El rayo verde es un fenómeno visual  de poca duración que puede apreciarse en los instantes finales de la puesta del sol en el horizonte del mar. Se trata de un pequeño destello de color esmeralda que aparece cuando ciertas condiciones atmosféricas se coordinan, lo cual no sucede muy a menudo.

Julio Verne hizo una novela al respecto, Éric Rohmer una película. En Le Rayon Vert (1986) el director francés homenajea al portento natural y al literario con la historia de Delphine (interpretada Marie Rivière), una mujer sin el más mínimo gramo de confianza en sí misma, quien ve arruinadas sus vacaciones cuando una amiga la abandona de última hora, cancelando así los planes que habían trazado en conjunto. El imprevisto la deprime ya que se suma a las serie de fracasos que la han agobiado en la adultez. El contratiempo pone el dedo en la llaga, le recuerda el descenso en materia afectiva que ha padecido durante los últimos años. El destino no le ofrece tregua alguna.

Las personas inmersas en un caos emocional encuentran un escudo en la rutina. El trabajo es lo que los aferra a existir. Tener colegas, poco tiempo libre y labores en mente hace olvidar los conflictos internos. Las vacaciones pueden convertirse entonces en una condena que acentúa el vacío. Un balde de agua fría revuelta con realidad.  Los seres solitarios quedan a la intemperie, a la deriva.  Anhelan algún tipo de ocupación que les ancle a la vida o justifique su presencia en el mundo. Es lo que ocurre con la protagonista de esta historia que, con semanas libres por delante y sin nadie con quién compartirlas, entra en un conflicto existencial.

No importa que personas generosas desfilen a su alrededor: Delphine  es incapaz de valorarlo. Las heridas de una relación anterior siguen frescas en ella, lo que reditúa en una incapacidad  de conectar con quienes le tienden una mano. Está a la defensiva. Sufre de ansiedad al no lograr el éxito amoroso que el resto de los mortales parece tener y al que irónicamente aleja de manera inconsciente. Dentro de sí piensa que ya ha hecho lo posible para conseguir la plenitud social y que todo esfuerzo ha sido inútil. “Si tuviera algo que ofrecer la gente lo vería”, dice presa de la desesperación, sin percatarse de que las oportunidades ocurren a cada minuto para ser atrapadas por aquellos que tienen la disposición de la que ella carece.

-*-

■ Consigna del ejercicio
Repite literalmente el fragmento del texto sobre el rayo verde que empieza con "El rayo verde es un fenómeno" y sigue hasta "muy a menudo.". Los registros son un material independiente del texto sobre el rayo verde.

-*-

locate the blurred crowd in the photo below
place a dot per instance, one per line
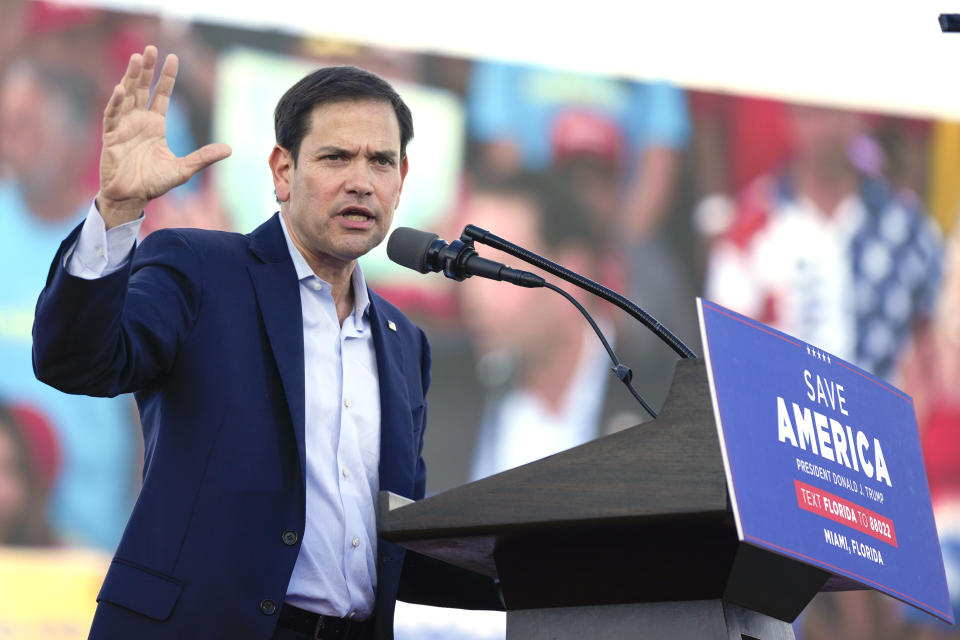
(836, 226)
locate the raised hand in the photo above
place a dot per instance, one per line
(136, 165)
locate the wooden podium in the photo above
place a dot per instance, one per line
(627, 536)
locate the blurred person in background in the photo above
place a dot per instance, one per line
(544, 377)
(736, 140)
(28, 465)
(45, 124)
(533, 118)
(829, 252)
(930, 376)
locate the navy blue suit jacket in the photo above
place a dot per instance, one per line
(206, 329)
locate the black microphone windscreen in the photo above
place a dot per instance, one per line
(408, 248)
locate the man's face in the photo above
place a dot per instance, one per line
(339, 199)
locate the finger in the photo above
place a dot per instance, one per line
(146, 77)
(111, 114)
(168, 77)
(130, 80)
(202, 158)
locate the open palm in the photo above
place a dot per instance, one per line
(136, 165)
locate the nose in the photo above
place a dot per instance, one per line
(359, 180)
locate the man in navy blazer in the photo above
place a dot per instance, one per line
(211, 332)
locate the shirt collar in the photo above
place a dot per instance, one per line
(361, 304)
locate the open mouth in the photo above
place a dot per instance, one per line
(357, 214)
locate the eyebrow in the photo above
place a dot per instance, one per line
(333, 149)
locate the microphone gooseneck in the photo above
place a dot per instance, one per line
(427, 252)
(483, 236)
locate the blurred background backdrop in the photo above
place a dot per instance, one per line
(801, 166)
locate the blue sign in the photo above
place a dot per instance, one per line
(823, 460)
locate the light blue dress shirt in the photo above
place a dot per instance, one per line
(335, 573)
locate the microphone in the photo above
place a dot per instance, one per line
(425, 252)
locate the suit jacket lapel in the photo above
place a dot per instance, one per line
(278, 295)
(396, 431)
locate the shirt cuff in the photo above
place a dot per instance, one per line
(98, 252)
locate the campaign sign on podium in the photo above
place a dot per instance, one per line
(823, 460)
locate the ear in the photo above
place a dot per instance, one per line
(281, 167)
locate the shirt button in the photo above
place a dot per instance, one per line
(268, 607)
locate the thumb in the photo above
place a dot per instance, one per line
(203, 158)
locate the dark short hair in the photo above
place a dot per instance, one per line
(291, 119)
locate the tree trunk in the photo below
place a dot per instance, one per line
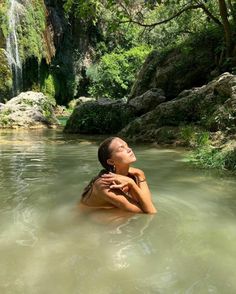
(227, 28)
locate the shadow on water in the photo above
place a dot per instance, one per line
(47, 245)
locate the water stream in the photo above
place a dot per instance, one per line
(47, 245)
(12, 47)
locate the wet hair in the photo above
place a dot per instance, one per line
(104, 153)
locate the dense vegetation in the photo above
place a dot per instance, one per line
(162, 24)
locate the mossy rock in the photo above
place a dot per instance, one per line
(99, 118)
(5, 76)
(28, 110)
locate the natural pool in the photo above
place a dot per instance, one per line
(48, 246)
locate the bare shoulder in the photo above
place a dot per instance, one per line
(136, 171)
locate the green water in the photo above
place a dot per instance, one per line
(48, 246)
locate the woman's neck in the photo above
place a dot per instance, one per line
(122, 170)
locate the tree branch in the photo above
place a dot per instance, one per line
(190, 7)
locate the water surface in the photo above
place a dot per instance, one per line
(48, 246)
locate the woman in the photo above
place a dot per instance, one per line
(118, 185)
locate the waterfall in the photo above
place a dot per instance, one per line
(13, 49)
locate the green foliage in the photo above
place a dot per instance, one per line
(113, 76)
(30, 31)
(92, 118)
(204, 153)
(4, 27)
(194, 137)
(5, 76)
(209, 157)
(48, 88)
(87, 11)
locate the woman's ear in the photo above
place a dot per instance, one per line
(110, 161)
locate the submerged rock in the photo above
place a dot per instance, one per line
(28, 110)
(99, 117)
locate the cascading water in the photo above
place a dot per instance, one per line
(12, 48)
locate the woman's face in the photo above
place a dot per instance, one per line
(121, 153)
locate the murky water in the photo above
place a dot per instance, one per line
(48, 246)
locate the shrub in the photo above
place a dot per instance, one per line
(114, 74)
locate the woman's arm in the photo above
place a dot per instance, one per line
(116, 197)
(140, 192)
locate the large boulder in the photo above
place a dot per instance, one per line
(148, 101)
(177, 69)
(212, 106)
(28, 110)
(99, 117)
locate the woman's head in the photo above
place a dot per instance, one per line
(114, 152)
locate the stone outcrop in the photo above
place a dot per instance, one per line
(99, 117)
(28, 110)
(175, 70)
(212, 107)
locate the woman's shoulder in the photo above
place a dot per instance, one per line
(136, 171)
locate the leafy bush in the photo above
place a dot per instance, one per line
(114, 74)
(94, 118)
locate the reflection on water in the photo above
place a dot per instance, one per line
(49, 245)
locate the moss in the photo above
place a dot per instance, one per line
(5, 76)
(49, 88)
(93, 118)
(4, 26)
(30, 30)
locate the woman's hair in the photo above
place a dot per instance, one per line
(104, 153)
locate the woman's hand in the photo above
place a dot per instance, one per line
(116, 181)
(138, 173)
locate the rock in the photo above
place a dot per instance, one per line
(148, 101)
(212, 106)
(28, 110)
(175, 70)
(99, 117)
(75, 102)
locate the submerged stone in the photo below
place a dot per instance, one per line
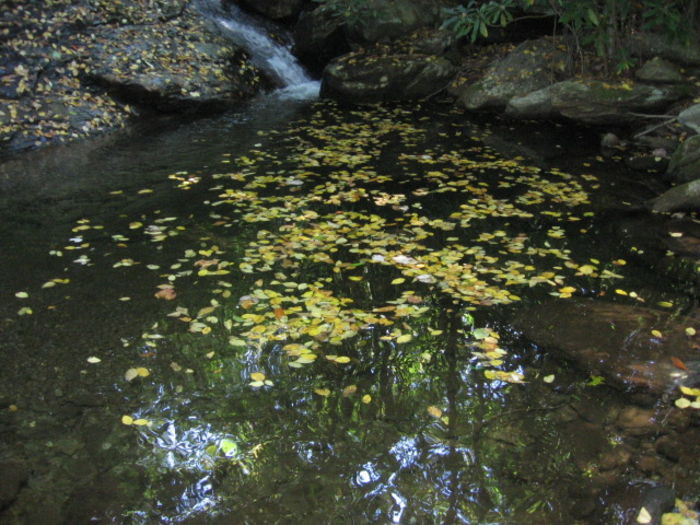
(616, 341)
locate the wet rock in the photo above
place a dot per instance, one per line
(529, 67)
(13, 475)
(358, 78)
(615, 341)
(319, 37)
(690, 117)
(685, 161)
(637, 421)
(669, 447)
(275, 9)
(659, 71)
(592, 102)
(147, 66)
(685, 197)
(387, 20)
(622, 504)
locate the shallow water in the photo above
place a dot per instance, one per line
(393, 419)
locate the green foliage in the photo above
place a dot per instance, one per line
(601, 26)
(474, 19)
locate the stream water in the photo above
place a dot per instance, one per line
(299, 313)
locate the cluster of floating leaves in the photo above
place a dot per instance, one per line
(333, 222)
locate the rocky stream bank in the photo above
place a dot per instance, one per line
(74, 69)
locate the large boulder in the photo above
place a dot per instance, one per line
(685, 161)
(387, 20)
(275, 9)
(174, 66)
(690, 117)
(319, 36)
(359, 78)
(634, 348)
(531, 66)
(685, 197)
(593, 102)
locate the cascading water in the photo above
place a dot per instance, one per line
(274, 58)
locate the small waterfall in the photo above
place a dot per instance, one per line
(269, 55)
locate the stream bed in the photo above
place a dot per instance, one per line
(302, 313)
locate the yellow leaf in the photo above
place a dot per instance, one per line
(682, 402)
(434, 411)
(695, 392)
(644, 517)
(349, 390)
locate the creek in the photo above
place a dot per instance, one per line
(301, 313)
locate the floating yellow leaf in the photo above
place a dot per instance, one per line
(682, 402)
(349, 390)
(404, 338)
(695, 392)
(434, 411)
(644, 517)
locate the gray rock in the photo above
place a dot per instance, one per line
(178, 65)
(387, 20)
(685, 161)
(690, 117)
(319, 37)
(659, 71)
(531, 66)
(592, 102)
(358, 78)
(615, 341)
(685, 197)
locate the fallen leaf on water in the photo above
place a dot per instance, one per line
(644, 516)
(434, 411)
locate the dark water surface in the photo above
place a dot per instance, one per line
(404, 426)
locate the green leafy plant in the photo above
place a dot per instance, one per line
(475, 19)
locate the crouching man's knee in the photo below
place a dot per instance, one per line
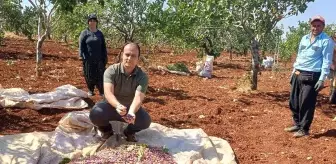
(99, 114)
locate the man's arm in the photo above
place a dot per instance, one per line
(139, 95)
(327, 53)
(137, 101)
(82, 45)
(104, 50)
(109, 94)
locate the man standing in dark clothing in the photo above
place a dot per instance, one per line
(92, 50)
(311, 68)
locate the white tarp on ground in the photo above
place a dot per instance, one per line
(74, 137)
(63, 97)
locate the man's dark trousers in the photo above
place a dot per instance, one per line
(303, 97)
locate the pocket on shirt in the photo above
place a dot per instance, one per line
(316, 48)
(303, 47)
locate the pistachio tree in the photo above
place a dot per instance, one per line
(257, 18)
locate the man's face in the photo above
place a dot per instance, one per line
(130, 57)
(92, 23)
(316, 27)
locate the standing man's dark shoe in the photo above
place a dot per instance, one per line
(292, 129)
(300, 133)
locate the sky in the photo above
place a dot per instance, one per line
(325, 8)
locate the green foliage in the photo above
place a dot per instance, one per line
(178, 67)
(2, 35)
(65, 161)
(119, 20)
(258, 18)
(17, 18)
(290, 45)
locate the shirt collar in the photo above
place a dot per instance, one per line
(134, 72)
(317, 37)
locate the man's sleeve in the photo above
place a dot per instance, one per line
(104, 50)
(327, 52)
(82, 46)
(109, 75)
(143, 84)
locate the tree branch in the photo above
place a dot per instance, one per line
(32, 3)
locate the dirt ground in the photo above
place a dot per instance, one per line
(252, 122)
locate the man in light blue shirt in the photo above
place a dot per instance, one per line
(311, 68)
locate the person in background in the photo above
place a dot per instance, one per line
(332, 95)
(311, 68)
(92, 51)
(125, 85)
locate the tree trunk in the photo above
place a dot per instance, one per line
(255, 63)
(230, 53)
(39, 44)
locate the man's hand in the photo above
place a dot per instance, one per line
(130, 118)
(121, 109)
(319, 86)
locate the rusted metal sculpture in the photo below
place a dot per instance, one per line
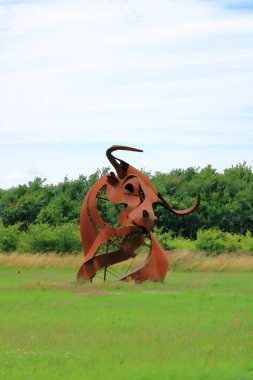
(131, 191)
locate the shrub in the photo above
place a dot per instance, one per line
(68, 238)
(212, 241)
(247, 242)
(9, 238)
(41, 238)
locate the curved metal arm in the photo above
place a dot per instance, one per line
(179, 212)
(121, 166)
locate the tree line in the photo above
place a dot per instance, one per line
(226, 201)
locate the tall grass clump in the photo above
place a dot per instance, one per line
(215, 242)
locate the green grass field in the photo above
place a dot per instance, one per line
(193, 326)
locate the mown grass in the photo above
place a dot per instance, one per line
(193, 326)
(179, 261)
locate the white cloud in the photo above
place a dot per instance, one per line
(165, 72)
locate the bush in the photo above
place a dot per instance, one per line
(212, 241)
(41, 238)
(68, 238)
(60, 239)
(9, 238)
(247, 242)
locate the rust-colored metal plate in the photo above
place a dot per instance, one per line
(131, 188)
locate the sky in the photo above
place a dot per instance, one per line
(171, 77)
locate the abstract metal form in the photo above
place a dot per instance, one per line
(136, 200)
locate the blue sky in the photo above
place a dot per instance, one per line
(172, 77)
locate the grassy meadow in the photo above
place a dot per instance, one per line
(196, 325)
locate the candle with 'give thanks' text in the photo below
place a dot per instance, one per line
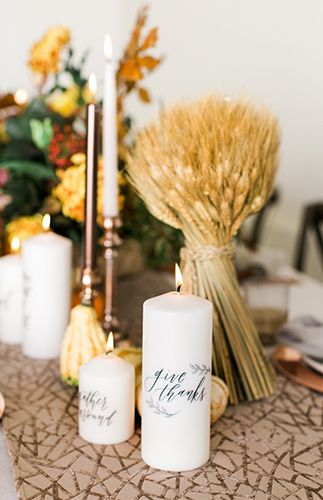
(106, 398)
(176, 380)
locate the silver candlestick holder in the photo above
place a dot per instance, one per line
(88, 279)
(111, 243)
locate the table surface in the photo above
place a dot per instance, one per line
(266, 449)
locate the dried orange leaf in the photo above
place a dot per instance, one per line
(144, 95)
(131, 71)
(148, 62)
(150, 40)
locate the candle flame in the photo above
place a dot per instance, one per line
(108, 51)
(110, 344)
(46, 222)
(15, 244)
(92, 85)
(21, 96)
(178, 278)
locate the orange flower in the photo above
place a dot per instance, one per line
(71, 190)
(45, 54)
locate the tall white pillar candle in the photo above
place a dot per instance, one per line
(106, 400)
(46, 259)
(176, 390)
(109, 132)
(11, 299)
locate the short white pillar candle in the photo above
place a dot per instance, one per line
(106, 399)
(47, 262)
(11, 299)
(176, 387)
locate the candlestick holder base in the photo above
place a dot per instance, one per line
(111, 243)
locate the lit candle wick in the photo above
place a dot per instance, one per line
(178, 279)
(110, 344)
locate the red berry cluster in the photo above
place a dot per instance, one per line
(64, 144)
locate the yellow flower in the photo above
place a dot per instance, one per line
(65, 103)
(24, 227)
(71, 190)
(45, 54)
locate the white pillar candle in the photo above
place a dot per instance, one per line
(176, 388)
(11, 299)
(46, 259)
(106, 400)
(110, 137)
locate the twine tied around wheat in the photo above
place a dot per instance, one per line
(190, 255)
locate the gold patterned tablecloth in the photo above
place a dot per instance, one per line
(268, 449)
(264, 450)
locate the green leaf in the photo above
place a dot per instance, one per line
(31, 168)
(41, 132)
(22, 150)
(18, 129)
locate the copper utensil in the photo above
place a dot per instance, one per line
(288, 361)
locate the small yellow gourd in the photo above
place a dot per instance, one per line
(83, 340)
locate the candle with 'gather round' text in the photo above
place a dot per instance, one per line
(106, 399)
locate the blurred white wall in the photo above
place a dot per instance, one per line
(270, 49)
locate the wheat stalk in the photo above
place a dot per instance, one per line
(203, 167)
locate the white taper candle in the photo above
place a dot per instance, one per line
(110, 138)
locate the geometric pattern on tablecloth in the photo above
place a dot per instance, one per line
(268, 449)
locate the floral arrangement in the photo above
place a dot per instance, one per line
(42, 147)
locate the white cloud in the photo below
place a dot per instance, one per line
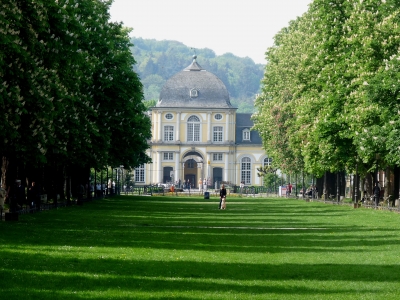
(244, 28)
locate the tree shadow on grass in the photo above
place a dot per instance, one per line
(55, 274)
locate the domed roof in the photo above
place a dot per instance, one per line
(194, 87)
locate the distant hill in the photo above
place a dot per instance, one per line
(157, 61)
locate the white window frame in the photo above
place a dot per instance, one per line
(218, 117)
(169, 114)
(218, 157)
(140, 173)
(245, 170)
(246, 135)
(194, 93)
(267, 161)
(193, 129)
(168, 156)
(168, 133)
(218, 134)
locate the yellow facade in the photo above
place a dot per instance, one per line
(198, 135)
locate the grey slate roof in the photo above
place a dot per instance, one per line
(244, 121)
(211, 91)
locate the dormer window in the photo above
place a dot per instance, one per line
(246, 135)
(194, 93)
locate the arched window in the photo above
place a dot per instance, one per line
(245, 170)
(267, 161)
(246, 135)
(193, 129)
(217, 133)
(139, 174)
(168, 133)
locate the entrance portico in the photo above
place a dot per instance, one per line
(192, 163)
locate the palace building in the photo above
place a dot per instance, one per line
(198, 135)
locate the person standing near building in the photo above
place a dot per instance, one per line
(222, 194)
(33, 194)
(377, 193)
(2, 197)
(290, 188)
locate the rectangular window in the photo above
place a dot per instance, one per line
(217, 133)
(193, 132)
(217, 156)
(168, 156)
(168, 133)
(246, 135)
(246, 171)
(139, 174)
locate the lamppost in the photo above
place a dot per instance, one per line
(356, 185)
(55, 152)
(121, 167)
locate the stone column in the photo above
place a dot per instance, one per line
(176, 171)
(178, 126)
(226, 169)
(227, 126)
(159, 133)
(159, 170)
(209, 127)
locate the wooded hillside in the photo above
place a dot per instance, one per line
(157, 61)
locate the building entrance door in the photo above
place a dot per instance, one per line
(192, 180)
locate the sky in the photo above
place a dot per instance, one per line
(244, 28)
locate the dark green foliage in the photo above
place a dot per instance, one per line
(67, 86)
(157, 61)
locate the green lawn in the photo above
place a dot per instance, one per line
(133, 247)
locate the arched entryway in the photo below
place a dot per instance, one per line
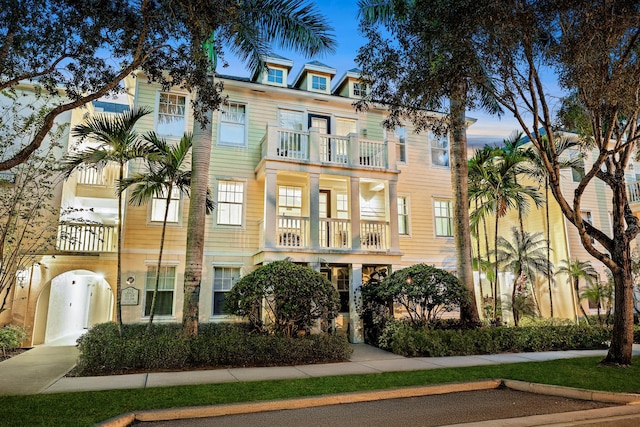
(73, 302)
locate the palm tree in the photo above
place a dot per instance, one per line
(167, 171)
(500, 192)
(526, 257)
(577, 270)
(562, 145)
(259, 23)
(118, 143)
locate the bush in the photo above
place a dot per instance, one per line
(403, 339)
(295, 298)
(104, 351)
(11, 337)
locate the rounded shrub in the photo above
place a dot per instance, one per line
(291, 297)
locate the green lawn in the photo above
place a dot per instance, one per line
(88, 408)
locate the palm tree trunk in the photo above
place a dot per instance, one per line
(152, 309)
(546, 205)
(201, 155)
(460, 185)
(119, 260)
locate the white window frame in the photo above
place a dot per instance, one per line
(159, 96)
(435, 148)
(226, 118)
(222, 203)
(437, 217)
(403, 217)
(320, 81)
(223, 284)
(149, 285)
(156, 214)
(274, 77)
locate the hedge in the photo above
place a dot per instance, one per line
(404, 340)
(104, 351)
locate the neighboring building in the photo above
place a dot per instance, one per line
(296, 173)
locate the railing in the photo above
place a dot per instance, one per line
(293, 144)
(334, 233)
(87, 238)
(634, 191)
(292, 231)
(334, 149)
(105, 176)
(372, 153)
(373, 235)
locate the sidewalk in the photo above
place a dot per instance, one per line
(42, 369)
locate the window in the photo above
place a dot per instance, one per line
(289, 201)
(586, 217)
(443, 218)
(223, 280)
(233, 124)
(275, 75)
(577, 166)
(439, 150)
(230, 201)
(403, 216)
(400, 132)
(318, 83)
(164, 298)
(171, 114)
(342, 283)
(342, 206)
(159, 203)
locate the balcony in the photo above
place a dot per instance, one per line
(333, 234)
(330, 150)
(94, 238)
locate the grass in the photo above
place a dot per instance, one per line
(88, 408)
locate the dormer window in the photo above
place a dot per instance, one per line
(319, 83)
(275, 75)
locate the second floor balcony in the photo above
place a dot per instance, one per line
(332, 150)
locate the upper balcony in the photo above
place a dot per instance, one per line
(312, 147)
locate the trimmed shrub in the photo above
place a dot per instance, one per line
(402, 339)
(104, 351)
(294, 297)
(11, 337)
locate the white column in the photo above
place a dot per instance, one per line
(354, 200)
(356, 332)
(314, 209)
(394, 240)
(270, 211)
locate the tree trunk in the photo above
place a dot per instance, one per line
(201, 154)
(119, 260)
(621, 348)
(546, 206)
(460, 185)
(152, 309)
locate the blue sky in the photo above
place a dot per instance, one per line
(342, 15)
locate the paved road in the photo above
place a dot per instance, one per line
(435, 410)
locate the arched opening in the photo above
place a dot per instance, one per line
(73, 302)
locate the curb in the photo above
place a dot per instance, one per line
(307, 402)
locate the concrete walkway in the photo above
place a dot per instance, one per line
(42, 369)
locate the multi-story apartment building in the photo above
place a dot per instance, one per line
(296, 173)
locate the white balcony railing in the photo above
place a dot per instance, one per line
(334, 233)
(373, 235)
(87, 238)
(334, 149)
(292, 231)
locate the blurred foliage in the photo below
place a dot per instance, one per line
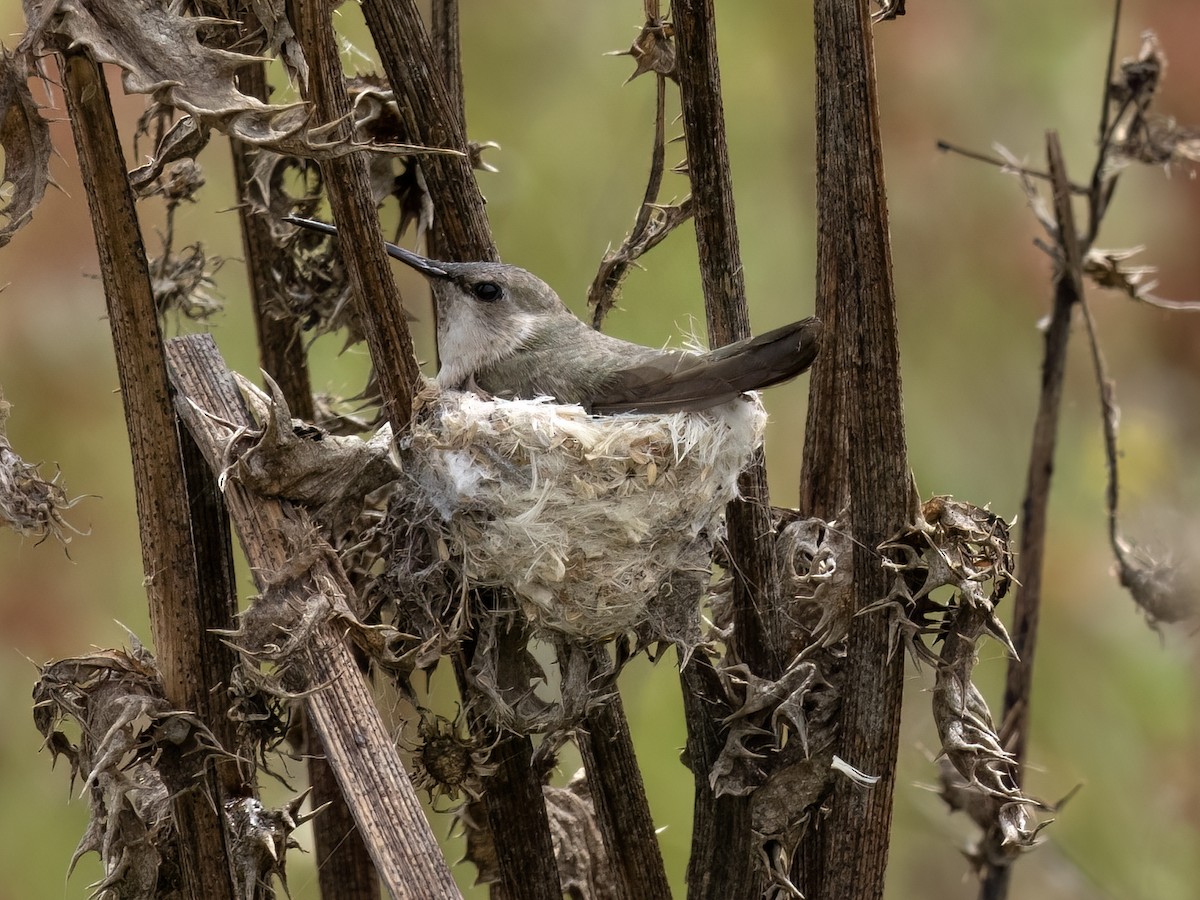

-*-

■ Respuesta correcta
El rayo verde es un fenómeno visual  de poca duración que puede apreciarse en los instantes finales de la puesta del sol en el horizonte del mar. Se trata de un pequeño destello de color esmeralda que aparece cuando ciertas condiciones atmosféricas se coordinan, lo cual no sucede muy a menudo.